(Raw records)
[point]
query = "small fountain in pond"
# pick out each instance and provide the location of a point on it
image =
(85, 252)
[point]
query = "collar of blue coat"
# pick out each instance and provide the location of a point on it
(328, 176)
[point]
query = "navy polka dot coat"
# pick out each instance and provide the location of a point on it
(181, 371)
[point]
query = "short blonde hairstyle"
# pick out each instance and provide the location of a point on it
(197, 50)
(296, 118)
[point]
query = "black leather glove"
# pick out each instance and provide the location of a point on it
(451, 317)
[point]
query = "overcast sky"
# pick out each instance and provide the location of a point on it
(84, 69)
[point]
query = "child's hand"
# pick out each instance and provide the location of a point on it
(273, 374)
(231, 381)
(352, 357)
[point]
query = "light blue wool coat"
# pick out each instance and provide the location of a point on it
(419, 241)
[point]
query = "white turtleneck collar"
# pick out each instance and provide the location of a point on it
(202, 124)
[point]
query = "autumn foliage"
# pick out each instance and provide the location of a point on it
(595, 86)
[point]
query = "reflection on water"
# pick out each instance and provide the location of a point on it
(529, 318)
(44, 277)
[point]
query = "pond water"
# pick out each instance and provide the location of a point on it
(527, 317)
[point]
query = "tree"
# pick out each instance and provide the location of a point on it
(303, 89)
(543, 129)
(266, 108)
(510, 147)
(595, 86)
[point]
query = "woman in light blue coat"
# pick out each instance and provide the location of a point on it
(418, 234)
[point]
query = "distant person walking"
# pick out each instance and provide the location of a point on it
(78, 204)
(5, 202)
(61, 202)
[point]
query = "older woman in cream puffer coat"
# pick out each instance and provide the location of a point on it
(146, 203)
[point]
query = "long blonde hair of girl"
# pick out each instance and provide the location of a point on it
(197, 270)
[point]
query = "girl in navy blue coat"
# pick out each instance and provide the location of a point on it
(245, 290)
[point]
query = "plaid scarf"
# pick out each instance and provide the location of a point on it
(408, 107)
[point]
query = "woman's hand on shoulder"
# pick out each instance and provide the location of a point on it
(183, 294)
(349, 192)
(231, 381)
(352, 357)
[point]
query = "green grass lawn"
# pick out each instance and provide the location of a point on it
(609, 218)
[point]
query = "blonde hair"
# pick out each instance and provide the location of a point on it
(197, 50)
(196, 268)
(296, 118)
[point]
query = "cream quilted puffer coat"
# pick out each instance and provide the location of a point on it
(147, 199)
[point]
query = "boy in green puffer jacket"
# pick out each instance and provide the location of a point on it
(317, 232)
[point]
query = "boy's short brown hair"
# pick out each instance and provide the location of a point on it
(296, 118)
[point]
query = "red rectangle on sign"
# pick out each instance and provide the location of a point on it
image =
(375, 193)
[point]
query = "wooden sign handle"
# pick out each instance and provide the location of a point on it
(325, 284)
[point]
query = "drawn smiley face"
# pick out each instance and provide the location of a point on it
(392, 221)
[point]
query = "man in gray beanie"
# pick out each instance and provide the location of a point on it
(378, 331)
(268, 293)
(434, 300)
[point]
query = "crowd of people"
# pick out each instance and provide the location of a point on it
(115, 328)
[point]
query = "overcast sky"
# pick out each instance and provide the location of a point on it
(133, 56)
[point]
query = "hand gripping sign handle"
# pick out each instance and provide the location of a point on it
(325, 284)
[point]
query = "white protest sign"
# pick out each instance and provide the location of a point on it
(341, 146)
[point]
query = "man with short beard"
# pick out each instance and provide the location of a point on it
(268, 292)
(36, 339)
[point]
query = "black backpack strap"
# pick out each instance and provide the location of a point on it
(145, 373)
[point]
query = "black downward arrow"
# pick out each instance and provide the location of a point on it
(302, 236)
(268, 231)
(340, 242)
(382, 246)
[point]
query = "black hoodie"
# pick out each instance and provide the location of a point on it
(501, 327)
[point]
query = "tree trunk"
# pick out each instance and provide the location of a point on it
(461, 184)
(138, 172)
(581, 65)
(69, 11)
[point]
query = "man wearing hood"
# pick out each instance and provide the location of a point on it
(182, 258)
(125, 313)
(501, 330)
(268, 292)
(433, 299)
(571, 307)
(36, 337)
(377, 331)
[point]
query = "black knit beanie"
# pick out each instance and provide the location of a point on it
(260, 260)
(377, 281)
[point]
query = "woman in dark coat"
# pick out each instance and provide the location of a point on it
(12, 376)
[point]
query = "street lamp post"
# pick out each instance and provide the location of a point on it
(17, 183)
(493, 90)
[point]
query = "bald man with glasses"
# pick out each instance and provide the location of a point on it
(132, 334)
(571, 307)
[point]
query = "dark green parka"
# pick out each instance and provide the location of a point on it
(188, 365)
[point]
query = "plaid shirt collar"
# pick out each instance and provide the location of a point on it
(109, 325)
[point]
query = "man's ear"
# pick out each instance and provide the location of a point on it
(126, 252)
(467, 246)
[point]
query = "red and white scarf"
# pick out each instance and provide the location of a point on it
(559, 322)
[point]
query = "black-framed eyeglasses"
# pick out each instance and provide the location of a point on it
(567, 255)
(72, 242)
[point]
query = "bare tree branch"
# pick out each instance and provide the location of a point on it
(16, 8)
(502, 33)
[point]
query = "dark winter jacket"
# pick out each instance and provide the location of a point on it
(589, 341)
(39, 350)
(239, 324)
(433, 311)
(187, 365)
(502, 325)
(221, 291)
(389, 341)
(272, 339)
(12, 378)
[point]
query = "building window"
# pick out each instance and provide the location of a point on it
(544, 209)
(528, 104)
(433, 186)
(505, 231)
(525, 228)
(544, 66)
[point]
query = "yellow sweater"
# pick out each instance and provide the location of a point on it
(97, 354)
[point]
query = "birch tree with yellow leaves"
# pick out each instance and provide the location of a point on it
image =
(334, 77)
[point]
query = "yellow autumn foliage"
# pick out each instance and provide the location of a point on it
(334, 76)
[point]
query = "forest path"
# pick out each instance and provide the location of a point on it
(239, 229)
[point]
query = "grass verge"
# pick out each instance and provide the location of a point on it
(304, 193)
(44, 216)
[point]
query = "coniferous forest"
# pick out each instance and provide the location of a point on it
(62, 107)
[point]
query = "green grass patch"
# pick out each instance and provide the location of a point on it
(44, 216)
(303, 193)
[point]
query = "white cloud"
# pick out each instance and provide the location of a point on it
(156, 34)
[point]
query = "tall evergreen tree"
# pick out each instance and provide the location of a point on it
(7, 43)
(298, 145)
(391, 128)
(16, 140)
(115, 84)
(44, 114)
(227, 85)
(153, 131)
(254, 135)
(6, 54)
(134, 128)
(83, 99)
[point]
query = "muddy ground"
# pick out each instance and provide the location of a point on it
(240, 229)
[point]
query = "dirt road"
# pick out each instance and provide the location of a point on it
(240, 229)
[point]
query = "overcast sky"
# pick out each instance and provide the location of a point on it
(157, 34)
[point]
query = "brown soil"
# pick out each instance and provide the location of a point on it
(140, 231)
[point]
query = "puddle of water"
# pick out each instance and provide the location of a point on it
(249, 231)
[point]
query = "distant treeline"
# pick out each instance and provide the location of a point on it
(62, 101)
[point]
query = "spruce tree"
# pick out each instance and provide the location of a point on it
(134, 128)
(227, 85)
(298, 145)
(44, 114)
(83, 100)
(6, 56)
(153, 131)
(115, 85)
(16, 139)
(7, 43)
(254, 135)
...
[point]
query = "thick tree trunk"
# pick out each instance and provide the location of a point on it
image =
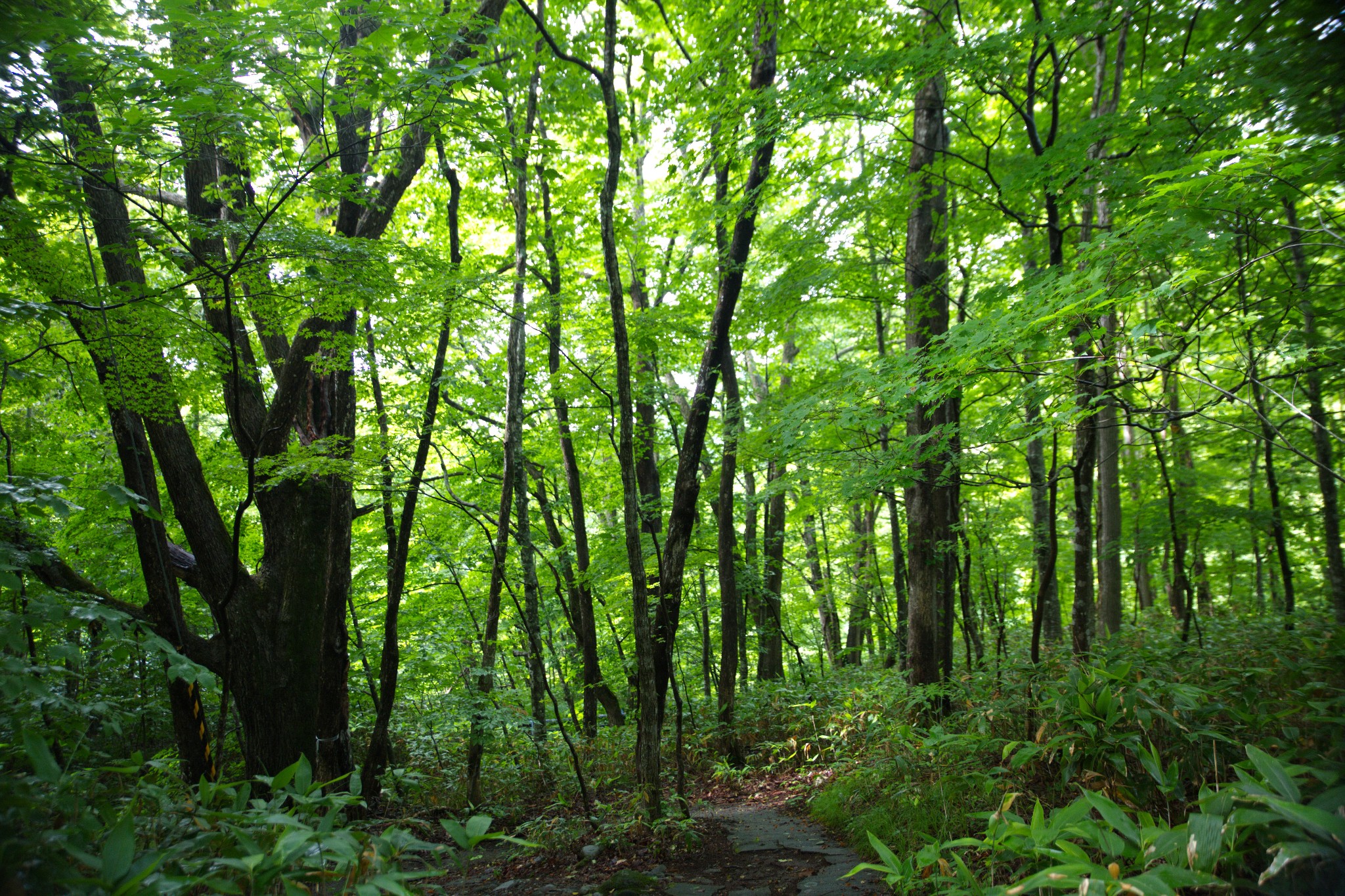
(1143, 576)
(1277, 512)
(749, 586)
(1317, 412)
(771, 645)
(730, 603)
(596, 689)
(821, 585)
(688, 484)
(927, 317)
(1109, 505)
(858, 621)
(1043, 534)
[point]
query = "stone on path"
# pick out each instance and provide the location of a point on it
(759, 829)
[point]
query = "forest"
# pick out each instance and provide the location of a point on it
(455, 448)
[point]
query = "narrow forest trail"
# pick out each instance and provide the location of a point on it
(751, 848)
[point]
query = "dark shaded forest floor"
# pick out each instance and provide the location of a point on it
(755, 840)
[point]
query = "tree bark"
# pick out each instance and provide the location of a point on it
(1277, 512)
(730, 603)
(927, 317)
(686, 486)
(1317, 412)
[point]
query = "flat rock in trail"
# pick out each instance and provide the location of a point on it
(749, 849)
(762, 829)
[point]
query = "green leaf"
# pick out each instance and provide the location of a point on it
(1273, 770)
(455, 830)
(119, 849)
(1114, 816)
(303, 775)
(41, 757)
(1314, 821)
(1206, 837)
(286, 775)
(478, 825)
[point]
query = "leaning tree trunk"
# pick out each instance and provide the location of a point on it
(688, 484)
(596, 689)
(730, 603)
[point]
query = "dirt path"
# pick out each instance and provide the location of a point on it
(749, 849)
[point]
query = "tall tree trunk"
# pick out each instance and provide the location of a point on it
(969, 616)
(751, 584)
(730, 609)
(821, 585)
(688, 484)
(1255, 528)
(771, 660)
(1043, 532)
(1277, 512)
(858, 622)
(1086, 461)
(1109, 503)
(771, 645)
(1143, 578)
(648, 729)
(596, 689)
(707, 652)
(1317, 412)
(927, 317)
---
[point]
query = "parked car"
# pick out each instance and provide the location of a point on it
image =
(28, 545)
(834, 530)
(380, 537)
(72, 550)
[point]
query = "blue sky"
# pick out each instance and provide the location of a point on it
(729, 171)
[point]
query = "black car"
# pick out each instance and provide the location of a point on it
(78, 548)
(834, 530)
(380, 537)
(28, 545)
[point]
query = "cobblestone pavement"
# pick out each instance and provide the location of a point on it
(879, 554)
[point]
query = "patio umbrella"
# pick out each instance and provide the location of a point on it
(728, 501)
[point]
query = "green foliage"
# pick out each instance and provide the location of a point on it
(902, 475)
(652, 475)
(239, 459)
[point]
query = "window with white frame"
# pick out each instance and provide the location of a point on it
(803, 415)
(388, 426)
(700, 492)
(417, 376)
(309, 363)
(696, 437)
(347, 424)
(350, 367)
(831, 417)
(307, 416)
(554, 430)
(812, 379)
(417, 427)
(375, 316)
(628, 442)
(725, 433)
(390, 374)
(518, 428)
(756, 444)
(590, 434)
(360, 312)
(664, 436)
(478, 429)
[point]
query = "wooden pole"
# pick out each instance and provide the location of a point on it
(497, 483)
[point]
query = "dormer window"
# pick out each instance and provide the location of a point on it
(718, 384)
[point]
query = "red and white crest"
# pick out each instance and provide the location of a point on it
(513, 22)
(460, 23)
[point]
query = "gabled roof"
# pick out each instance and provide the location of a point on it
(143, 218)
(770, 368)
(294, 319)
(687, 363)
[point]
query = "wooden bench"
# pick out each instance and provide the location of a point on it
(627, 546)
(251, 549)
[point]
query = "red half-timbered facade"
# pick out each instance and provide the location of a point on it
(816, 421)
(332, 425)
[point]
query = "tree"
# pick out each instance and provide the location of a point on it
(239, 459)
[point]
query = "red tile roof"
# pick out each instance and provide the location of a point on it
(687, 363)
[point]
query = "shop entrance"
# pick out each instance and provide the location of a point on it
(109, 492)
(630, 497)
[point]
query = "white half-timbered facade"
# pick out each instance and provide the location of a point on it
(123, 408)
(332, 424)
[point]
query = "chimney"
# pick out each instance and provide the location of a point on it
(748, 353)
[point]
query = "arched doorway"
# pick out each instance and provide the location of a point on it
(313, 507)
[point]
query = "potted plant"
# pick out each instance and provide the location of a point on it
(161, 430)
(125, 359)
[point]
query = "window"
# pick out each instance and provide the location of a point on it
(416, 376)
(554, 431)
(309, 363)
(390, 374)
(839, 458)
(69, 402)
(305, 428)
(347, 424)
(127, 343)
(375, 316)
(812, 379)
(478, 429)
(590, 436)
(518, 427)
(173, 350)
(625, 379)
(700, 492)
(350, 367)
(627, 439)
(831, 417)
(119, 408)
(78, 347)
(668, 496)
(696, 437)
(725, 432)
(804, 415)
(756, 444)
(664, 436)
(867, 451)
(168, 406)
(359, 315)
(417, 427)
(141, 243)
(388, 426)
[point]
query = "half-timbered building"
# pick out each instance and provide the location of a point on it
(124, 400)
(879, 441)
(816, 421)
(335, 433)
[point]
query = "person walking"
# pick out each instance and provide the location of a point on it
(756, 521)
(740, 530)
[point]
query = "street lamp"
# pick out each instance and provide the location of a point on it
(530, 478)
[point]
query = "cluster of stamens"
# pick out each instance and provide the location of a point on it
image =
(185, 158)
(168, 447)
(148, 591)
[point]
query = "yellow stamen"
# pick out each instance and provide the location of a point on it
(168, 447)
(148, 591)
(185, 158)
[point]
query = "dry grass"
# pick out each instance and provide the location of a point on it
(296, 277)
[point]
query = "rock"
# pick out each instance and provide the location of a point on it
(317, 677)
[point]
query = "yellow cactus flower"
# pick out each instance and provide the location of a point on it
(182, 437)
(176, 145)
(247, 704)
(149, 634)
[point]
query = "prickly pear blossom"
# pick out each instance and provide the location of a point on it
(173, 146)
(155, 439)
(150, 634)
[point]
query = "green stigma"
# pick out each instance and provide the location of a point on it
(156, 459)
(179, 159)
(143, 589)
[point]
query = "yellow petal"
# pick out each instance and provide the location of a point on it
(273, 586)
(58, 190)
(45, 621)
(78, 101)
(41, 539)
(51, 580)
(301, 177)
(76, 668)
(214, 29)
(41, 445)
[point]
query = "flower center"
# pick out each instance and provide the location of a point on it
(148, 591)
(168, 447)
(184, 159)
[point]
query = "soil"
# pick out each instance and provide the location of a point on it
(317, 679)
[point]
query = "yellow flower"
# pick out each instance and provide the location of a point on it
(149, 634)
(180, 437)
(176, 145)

_WHAT THIS TASK INVOLVES_.
From the entries above, copy out every line that contains the word "autumn", treating uppercase and lowercase as different.

_SOLVED EXERCISE_.
query = "autumn foliage"
query = "yellow autumn foliage"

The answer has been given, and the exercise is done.